+++ RECORD EXTRACTS +++

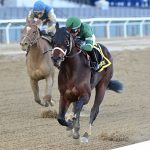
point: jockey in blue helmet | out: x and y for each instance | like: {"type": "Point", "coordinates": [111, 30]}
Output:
{"type": "Point", "coordinates": [45, 14]}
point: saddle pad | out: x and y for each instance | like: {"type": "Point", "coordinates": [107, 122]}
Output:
{"type": "Point", "coordinates": [105, 62]}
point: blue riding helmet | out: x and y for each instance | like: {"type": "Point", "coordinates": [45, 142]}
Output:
{"type": "Point", "coordinates": [39, 6]}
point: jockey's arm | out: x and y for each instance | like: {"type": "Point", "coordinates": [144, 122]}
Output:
{"type": "Point", "coordinates": [30, 17]}
{"type": "Point", "coordinates": [51, 22]}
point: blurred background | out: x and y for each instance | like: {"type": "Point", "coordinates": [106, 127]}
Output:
{"type": "Point", "coordinates": [108, 18]}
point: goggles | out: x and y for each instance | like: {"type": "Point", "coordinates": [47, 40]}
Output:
{"type": "Point", "coordinates": [38, 12]}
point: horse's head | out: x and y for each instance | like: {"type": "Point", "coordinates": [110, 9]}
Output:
{"type": "Point", "coordinates": [30, 35]}
{"type": "Point", "coordinates": [62, 46]}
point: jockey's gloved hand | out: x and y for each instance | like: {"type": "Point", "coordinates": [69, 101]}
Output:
{"type": "Point", "coordinates": [43, 32]}
{"type": "Point", "coordinates": [86, 47]}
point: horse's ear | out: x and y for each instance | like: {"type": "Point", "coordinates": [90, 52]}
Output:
{"type": "Point", "coordinates": [57, 26]}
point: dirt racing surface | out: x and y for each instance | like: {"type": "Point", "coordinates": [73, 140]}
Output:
{"type": "Point", "coordinates": [123, 118]}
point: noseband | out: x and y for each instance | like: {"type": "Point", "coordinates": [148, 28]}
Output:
{"type": "Point", "coordinates": [31, 43]}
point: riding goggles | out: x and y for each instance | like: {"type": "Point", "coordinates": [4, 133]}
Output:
{"type": "Point", "coordinates": [74, 30]}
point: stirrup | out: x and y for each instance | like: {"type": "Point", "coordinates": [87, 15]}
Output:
{"type": "Point", "coordinates": [95, 66]}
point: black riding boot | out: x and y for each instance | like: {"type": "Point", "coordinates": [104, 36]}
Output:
{"type": "Point", "coordinates": [94, 62]}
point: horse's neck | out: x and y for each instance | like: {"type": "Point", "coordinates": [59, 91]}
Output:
{"type": "Point", "coordinates": [35, 51]}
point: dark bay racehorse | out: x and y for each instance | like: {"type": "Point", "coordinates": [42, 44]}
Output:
{"type": "Point", "coordinates": [74, 81]}
{"type": "Point", "coordinates": [38, 61]}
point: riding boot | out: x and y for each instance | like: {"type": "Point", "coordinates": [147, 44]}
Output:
{"type": "Point", "coordinates": [94, 61]}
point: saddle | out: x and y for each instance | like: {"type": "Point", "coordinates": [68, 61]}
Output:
{"type": "Point", "coordinates": [102, 60]}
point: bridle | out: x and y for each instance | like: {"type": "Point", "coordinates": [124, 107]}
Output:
{"type": "Point", "coordinates": [31, 42]}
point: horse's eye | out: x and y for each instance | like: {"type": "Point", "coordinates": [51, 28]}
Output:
{"type": "Point", "coordinates": [66, 41]}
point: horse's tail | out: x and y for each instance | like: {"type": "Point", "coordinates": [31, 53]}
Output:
{"type": "Point", "coordinates": [116, 86]}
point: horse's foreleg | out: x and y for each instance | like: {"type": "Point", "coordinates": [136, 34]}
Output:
{"type": "Point", "coordinates": [48, 91]}
{"type": "Point", "coordinates": [78, 105]}
{"type": "Point", "coordinates": [35, 89]}
{"type": "Point", "coordinates": [63, 107]}
{"type": "Point", "coordinates": [100, 92]}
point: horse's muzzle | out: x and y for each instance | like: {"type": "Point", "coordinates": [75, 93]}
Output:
{"type": "Point", "coordinates": [24, 46]}
{"type": "Point", "coordinates": [57, 61]}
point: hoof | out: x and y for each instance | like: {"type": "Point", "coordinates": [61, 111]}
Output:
{"type": "Point", "coordinates": [42, 103]}
{"type": "Point", "coordinates": [52, 103]}
{"type": "Point", "coordinates": [76, 134]}
{"type": "Point", "coordinates": [84, 139]}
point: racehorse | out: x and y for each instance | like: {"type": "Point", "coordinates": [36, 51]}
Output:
{"type": "Point", "coordinates": [75, 84]}
{"type": "Point", "coordinates": [38, 62]}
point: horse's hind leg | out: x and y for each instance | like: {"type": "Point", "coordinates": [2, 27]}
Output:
{"type": "Point", "coordinates": [100, 92]}
{"type": "Point", "coordinates": [48, 91]}
{"type": "Point", "coordinates": [35, 89]}
{"type": "Point", "coordinates": [78, 105]}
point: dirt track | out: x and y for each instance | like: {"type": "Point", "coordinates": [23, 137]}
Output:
{"type": "Point", "coordinates": [123, 119]}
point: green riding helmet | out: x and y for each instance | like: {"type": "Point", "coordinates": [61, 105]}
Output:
{"type": "Point", "coordinates": [73, 23]}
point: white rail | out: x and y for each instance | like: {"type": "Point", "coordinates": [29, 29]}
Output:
{"type": "Point", "coordinates": [95, 22]}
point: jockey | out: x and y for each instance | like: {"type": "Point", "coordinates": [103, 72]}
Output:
{"type": "Point", "coordinates": [84, 32]}
{"type": "Point", "coordinates": [45, 14]}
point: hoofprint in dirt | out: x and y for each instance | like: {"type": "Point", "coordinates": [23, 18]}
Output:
{"type": "Point", "coordinates": [123, 118]}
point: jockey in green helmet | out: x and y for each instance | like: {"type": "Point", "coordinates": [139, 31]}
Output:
{"type": "Point", "coordinates": [84, 32]}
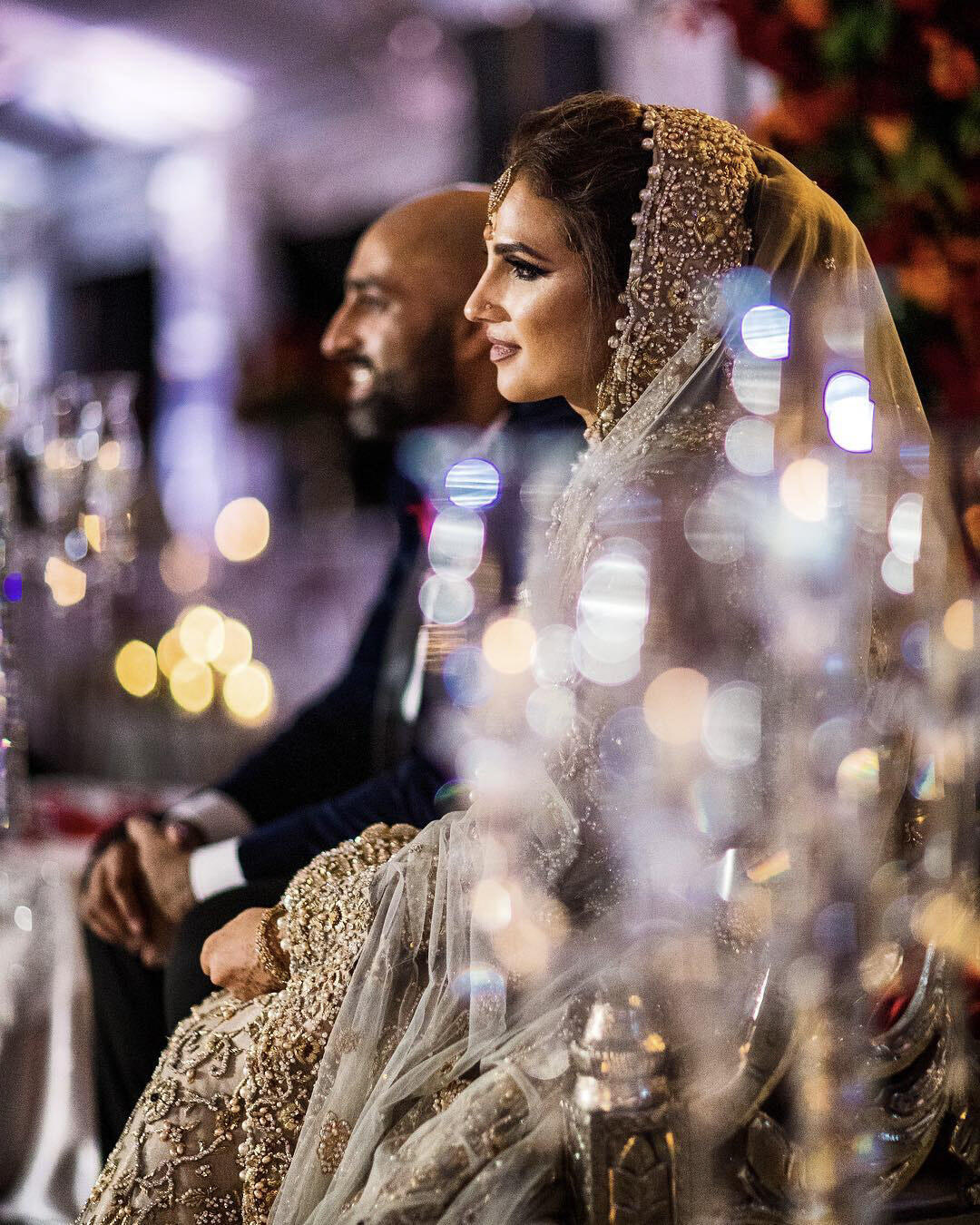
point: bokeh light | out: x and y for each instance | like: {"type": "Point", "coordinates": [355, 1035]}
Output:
{"type": "Point", "coordinates": [248, 693]}
{"type": "Point", "coordinates": [804, 489]}
{"type": "Point", "coordinates": [766, 332]}
{"type": "Point", "coordinates": [906, 527]}
{"type": "Point", "coordinates": [237, 648]}
{"type": "Point", "coordinates": [136, 668]}
{"type": "Point", "coordinates": [184, 565]}
{"type": "Point", "coordinates": [550, 710]}
{"type": "Point", "coordinates": [731, 728]}
{"type": "Point", "coordinates": [241, 529]}
{"type": "Point", "coordinates": [467, 678]}
{"type": "Point", "coordinates": [169, 652]}
{"type": "Point", "coordinates": [898, 574]}
{"type": "Point", "coordinates": [554, 663]}
{"type": "Point", "coordinates": [67, 583]}
{"type": "Point", "coordinates": [508, 644]}
{"type": "Point", "coordinates": [713, 528]}
{"type": "Point", "coordinates": [757, 384]}
{"type": "Point", "coordinates": [456, 543]}
{"type": "Point", "coordinates": [750, 446]}
{"type": "Point", "coordinates": [446, 601]}
{"type": "Point", "coordinates": [674, 704]}
{"type": "Point", "coordinates": [191, 685]}
{"type": "Point", "coordinates": [473, 483]}
{"type": "Point", "coordinates": [858, 776]}
{"type": "Point", "coordinates": [94, 531]}
{"type": "Point", "coordinates": [492, 906]}
{"type": "Point", "coordinates": [850, 410]}
{"type": "Point", "coordinates": [111, 456]}
{"type": "Point", "coordinates": [201, 630]}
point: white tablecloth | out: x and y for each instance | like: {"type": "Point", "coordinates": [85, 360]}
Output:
{"type": "Point", "coordinates": [48, 1151]}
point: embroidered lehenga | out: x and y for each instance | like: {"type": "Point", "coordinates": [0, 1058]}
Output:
{"type": "Point", "coordinates": [405, 1074]}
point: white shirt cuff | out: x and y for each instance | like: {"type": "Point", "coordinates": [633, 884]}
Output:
{"type": "Point", "coordinates": [216, 815]}
{"type": "Point", "coordinates": [214, 868]}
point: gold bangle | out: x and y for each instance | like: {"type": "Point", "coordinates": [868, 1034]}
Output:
{"type": "Point", "coordinates": [269, 951]}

+++

SHORT TASK: Only the lines from the one containing "point: white tablecloth" to the end of the listing belong in the output, each reproduced exactly.

SOLUTION TO THIS TASK:
point: white tablecloth | out: x and y for each instance | like: {"type": "Point", "coordinates": [85, 360]}
Output:
{"type": "Point", "coordinates": [48, 1151]}
point: embroidered lehenga | out: x and y for each instance | like: {"type": "Point", "coordinates": [0, 1058]}
Output:
{"type": "Point", "coordinates": [405, 1074]}
point: white shirt cuff | out: x and y for each instance | like: {"type": "Point", "coordinates": [633, 884]}
Output:
{"type": "Point", "coordinates": [216, 815]}
{"type": "Point", "coordinates": [214, 868]}
point: gold bangle | out: x and y for each instance | like: {"type": "Point", "coordinates": [868, 1034]}
Output:
{"type": "Point", "coordinates": [269, 951]}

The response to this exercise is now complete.